### Source text
___

The building employs several architectural styles, adopting a Revivalist approach that includes Neo-romanticism, Neo-Gothic, Neo-Manueline and Neo-Moorish. The overall impression is of a medieval castle. References to O'Neill's Irish heritage can also be found scattered throughout the building, particularly in the so-called Shamrock Room.

The building's most striking feature is the tower, the base of which juts out into a small cove. The house has an irregular rectangular plan, in two, three and four floors, with several main and triple windows. There are several gargoyles, protruding eaves and porches. The interior is built around a quadrangular cloister. The main rooms are intercommunicating and have beamed ceilings with floors in ceramic tiles with
Polychromatic patterns, as well as some tiled walls. Almost all rooms also have tiled stoves, some of which were brought from other buildings.

___

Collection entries
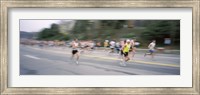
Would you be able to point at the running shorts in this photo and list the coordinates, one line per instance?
(74, 51)
(151, 51)
(125, 54)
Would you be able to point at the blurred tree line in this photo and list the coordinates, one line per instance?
(101, 30)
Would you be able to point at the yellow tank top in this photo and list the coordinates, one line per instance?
(127, 48)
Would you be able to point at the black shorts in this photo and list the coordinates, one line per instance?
(74, 51)
(125, 54)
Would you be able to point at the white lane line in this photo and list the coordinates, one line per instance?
(30, 56)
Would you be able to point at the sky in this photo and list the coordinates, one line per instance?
(36, 25)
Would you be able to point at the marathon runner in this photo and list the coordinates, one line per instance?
(75, 51)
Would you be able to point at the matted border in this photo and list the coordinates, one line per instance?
(6, 4)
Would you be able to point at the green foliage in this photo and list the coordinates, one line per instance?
(161, 29)
(51, 33)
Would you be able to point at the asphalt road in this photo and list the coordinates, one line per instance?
(56, 61)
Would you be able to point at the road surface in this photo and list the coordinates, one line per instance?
(56, 61)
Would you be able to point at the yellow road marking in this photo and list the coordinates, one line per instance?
(144, 62)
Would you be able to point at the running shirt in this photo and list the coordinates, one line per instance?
(152, 46)
(75, 46)
(126, 47)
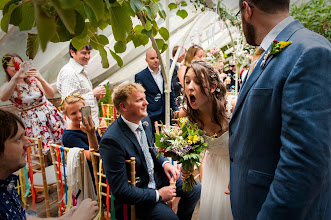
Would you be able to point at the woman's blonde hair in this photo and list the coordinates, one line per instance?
(191, 52)
(70, 99)
(122, 92)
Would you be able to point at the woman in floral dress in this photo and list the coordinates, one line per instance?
(27, 90)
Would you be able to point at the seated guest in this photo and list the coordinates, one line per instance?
(127, 137)
(77, 134)
(13, 144)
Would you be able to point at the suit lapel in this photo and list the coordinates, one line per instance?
(130, 135)
(258, 70)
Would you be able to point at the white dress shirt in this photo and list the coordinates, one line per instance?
(73, 79)
(157, 78)
(133, 127)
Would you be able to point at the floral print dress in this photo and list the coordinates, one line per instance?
(39, 116)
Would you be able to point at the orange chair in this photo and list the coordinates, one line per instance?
(100, 182)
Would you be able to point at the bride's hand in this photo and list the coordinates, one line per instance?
(185, 174)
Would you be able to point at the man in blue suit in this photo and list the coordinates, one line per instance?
(174, 80)
(151, 79)
(280, 131)
(131, 136)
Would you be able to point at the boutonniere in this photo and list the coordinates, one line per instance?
(276, 47)
(145, 124)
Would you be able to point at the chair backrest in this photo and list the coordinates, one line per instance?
(103, 186)
(109, 113)
(60, 164)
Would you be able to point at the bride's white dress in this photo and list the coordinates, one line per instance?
(214, 203)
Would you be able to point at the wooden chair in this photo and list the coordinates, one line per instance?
(99, 173)
(21, 187)
(109, 113)
(59, 168)
(43, 177)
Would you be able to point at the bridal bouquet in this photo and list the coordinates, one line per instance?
(183, 144)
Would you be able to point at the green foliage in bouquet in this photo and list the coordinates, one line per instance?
(314, 15)
(183, 144)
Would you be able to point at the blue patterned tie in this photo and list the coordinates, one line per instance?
(148, 157)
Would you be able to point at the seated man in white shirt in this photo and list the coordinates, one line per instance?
(73, 79)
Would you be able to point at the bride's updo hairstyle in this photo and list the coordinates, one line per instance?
(207, 76)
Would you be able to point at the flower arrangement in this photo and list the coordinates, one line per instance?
(184, 144)
(276, 47)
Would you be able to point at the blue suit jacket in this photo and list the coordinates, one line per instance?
(280, 133)
(156, 106)
(119, 144)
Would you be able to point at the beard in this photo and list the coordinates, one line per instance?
(249, 32)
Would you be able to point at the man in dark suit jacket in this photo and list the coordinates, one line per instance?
(174, 80)
(121, 141)
(280, 130)
(151, 79)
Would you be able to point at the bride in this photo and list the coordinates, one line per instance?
(206, 103)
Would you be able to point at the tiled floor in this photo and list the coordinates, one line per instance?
(41, 210)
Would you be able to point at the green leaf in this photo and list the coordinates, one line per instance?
(128, 9)
(143, 39)
(164, 47)
(120, 22)
(164, 33)
(45, 25)
(102, 39)
(138, 29)
(182, 13)
(140, 39)
(183, 3)
(8, 4)
(154, 31)
(62, 33)
(32, 45)
(117, 58)
(66, 4)
(3, 3)
(16, 16)
(4, 23)
(79, 43)
(104, 58)
(68, 16)
(136, 5)
(94, 41)
(162, 14)
(27, 22)
(120, 47)
(154, 9)
(148, 33)
(148, 12)
(172, 6)
(90, 15)
(97, 6)
(159, 43)
(148, 25)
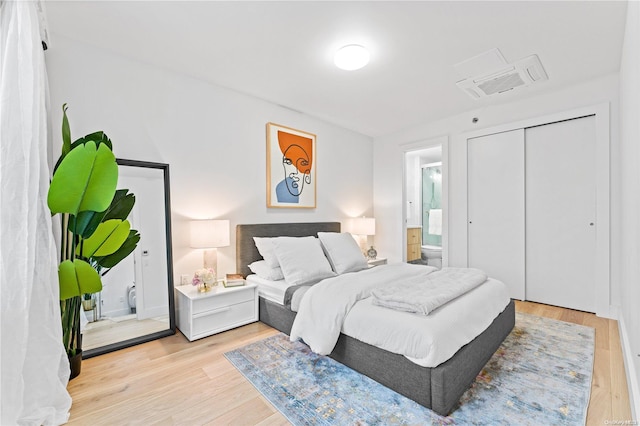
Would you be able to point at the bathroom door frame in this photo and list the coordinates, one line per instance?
(443, 143)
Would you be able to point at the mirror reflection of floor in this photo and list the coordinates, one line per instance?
(112, 330)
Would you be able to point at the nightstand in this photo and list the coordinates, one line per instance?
(222, 308)
(376, 262)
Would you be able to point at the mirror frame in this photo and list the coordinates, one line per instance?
(172, 318)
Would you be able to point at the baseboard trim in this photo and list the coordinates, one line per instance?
(629, 364)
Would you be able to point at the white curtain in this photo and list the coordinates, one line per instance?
(34, 365)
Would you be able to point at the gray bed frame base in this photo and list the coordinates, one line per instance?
(438, 388)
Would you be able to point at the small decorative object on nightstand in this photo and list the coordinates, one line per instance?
(234, 280)
(203, 314)
(204, 279)
(377, 262)
(372, 253)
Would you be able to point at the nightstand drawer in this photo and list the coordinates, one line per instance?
(205, 304)
(223, 318)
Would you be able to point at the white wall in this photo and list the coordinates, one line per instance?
(213, 138)
(388, 160)
(628, 218)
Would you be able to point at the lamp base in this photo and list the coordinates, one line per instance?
(372, 253)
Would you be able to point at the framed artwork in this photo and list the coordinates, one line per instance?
(291, 168)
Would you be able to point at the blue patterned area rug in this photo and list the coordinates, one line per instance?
(541, 375)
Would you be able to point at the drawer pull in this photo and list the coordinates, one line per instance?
(216, 311)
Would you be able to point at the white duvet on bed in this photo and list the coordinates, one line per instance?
(343, 304)
(270, 290)
(432, 339)
(326, 304)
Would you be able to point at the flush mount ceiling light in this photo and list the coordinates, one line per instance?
(351, 57)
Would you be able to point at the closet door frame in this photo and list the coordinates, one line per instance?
(601, 112)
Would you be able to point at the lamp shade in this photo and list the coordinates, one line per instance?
(210, 233)
(362, 226)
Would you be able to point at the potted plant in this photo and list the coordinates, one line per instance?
(95, 233)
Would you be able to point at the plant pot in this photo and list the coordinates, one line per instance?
(75, 363)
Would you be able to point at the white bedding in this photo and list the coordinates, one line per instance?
(343, 304)
(270, 290)
(424, 295)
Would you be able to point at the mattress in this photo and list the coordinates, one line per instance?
(270, 290)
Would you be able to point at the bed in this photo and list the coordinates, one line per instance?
(438, 388)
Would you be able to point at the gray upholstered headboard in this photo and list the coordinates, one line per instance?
(246, 251)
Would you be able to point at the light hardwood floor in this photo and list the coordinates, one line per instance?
(172, 381)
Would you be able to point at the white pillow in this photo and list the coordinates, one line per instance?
(261, 269)
(302, 260)
(343, 252)
(265, 248)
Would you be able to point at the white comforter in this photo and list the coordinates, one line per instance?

___

### Action item A
Return the wording of the building description from "The building's most" to "from other buildings.".
### Action item B
Using the building description, decide whether each statement agrees with it: (i) the interior is built around a quadrangular cloister; (ii) the house has a regular square plan; (iii) references to O'Neill's Irish heritage appear only in the tower. Answer yes or no for each and quote the deciding words.
### Action item C
Continue the building description from its last sentence.

### Reply A
The building's most striking feature is the tower, the base of which juts out into a small cove. The house has an irregular rectangular plan, in two, three and four floors, with several main and triple windows. There are several gargoyles, protruding eaves and porches. The interior is built around a quadrangular cloister. The main rooms are intercommunicating and have beamed ceilings with floors in ceramic tiles with
Polychromatic patterns, as well as some tiled walls. Almost all rooms also have tiled stoves, some of which were brought from other buildings.

### Reply B
(i) Yes: "The interior is built around a quadrangular cloister."
(ii) No: "The house has an irregular rectangular plan"
(iii) No: "References to O'Neill's Irish heritage can also be found scattered throughout the building, particularly in the so-called Shamrock Room."

### Reply C
In 1910 the house was sold to the 1st Count of Castro Guimarães who, with his wife, lived there until 1927. Many of the pieces now in the museum were acquired during that period. Notable were the purchases of a neo-Gothic organ, built for the Count, and rare 16th Century manuscripts including the valuable "Chronicle of Don Afonso Henriques", the first king of Portugal, written by Duarte Galvão (1446-1517).

The Count died in 1927, donating the house and its garden to the state, with the request that the house be used as a museum and art gallery. The Condes de Castro Guimarães Library Museum was inaugurated on July 12, 1931, and for many years was the only museum in Cascais. Directors have included João Couto, Carlos Bonvalot, Branquinho da Fonseca and Maria Alice Beaumont. In 1932, the famous Portuguese writer, Fernando Pessoa, applied for the position of curator, but was turned down for lack of qualifications.